What you are asked to do:
From first entry to last, give the listing again verbatim.

-------- Source information

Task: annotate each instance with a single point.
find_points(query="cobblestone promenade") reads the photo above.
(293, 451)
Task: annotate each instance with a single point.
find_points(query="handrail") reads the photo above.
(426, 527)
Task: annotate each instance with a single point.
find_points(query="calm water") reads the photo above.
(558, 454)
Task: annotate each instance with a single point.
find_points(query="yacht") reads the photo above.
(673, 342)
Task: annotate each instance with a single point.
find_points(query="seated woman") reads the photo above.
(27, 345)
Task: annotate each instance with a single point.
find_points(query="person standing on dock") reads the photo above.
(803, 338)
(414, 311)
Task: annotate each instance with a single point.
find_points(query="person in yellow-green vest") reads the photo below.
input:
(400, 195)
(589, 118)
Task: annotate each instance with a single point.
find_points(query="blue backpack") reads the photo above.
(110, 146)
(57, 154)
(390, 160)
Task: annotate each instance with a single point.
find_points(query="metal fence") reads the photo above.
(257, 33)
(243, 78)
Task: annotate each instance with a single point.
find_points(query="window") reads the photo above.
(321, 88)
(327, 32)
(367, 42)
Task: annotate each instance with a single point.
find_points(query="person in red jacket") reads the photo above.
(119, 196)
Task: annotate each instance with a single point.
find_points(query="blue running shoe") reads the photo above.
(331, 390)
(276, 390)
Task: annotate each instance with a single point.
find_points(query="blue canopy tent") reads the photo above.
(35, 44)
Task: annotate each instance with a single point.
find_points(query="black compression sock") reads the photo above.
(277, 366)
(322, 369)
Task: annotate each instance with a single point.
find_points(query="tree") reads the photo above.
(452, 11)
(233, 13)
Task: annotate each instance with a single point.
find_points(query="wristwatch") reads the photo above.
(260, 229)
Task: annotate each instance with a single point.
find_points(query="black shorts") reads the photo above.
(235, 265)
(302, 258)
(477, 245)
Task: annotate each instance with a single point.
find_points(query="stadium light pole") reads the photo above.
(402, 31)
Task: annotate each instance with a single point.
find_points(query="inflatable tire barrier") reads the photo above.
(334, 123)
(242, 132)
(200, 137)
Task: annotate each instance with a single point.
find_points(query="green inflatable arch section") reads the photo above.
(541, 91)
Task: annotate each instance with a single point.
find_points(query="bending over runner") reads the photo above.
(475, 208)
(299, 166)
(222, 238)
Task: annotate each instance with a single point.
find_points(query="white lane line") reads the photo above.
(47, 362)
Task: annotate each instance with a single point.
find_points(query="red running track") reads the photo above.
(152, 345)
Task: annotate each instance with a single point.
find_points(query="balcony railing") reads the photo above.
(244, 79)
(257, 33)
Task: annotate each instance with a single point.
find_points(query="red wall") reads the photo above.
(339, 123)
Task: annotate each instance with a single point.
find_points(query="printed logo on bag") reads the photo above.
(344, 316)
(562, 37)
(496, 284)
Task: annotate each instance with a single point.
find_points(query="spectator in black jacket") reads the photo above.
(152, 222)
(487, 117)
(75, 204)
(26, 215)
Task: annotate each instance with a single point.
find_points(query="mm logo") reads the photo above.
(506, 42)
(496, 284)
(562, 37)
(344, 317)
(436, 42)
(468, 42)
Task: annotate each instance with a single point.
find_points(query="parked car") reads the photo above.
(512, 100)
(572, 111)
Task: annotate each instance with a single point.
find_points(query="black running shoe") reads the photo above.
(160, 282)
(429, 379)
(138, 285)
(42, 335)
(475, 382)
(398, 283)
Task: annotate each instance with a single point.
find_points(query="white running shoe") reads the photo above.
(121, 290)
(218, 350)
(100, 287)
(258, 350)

----------------

Answer to this problem:
Task: annotate each instance with a single point.
find_points(query="cobblestone promenade") reads the photo above.
(293, 451)
Task: annotate each instance with a single point.
find_points(query="handrail") reads the photo above.
(426, 527)
Task: annotate each instance with a single point.
find_points(query="calm water") reads the photo above.
(558, 454)
Task: annotate each instance with a single point.
find_points(query="yacht") reads the photo above.
(673, 342)
Task: annotate each instance with a single point.
find_points(query="seated woman") reads the photo above.
(27, 345)
Task: annotate each instance with a single point.
find_points(query="person standing on dock") reads the photo above.
(803, 338)
(414, 311)
Task: annotate each instance with a single point.
find_points(query="person in yellow-green vest") reads the photo below.
input:
(400, 195)
(589, 118)
Task: annotate each instance with a single point.
find_points(query="blue backpack") reads the photo above.
(110, 146)
(57, 154)
(390, 160)
Task: annotate each instance with a single point.
find_points(query="metal fence") reads the photo above.
(257, 33)
(243, 78)
Task: annotate each instance with a single point.
find_points(query="window") reads the photo above.
(321, 88)
(327, 32)
(367, 42)
Task: annotate each instance with a single point.
find_points(query="person in red jacket") reads the photo above.
(119, 196)
Task: annotate each instance with a single point.
find_points(query="blue running shoe") reads the photo above.
(331, 390)
(276, 390)
Task: annotate each instance with a single point.
find_points(query="blue canopy tent") reads the photo above.
(35, 44)
Task: annotate each instance with a single point.
find_points(query="black compression sock") reads the photo above.
(277, 366)
(322, 369)
Task: annotate each instance with a single point.
find_points(query="tree") reads the photo above.
(452, 11)
(233, 13)
Task: annotate each instance with a single point.
find_points(query="wristwatch") reads the photo above.
(260, 229)
Task: annotate each instance with a single point.
find_points(query="black shorts") reads the photo above.
(235, 265)
(302, 258)
(477, 245)
Task: annotate each instance with a single point.
find_points(query="stadium light pole") reads the photo above.
(402, 31)
Task: annotate each instance with a single point.
find_points(query="inflatable tire barrier") reads the photo above.
(334, 123)
(242, 132)
(200, 137)
Task: annotate each instance with a single point.
find_points(query="green inflatable arch section") reads the photo above.
(541, 91)
Task: annotate each instance with a single point.
find_points(query="bending over runner") reads the photo above.
(475, 208)
(299, 166)
(222, 238)
Task: annotate each instance with a single point.
find_points(query="white lane line") reads the photo above.
(47, 362)
Task: annotate each instance with a single point.
find_points(query="red running track") reads the photo above.
(152, 345)
Task: annotate each instance with a single point.
find_points(query="balcony railing") reads the photo above.
(244, 79)
(257, 33)
Task: annotate each instance with a single point.
find_points(query="red wall") reads the photo above.
(339, 123)
Task: annotate each instance with a single point.
find_points(query="printed logo on bag") reads the photo above.
(344, 316)
(562, 37)
(496, 284)
Task: annotate each instance with a single point.
find_points(query="spectator in black jacket") reads the photo above.
(152, 222)
(487, 117)
(75, 204)
(26, 215)
Task: annotate each instance with a single point.
find_points(query="mm logo") reads the photo above.
(506, 42)
(496, 284)
(562, 37)
(344, 317)
(436, 42)
(468, 42)
Task: annotate each instance with a single point.
find_points(query="parked car") reads the photo above.
(512, 100)
(572, 111)
Task: annotate each instance with a single point.
find_points(query="black running shoe") reads the photo above.
(160, 282)
(429, 379)
(138, 285)
(42, 335)
(475, 382)
(398, 283)
Task: annotate each instance with a single point.
find_points(query="white running shoe") reads the photo above.
(121, 290)
(218, 350)
(100, 287)
(258, 350)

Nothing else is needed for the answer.